DIRECTIONS FOR THIS TASK:
Go through the material below and copy all lines with "target".

THE INPUT:
........
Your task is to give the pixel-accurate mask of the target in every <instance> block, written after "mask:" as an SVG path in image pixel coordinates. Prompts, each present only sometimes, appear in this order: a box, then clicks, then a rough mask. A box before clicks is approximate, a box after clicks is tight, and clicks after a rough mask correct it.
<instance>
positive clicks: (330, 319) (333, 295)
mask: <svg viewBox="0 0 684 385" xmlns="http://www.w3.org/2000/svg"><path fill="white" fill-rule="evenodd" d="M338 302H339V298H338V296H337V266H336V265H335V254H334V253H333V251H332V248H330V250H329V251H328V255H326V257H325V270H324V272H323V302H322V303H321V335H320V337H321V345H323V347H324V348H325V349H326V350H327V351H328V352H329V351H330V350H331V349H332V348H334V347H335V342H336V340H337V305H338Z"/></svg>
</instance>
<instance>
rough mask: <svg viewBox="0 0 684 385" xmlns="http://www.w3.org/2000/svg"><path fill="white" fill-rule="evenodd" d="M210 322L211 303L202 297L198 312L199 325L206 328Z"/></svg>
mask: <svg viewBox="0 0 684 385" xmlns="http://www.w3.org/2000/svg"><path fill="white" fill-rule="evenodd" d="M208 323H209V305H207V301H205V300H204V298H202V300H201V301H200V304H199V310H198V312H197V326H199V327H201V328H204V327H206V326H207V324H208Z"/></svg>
........
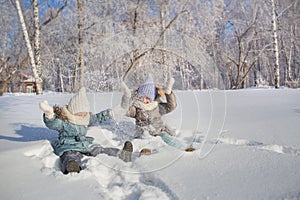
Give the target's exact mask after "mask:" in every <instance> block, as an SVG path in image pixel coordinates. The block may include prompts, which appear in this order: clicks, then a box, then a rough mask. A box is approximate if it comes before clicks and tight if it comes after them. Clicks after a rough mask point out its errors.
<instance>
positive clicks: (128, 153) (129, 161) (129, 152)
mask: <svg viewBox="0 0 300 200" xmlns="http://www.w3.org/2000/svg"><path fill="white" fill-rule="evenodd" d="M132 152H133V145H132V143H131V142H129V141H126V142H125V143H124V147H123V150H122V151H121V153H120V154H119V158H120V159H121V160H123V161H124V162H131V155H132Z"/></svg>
........
EXERCISE RESPONSE:
Your task is to give the pixel-accurate mask of the target in every <instance> block, written after "mask:" as an SVG path in image pixel coordinates. Prompts, each present only sometimes, appear in this order: a box, then clicks, then a rough mask. A box before clicks is approximate, a box after clicks is tight, and clicks after a rough mask correct it.
Give the target's exact mask after "mask:" in every <instance> block, as an SVG path in image pixel coordinates. The block may include prompts, which appear in this order: clicks, then a box, then a rough mask. A box is approximate if it comes before clicks and tight if it comes after them. Clicks after a rough mask point out its errors.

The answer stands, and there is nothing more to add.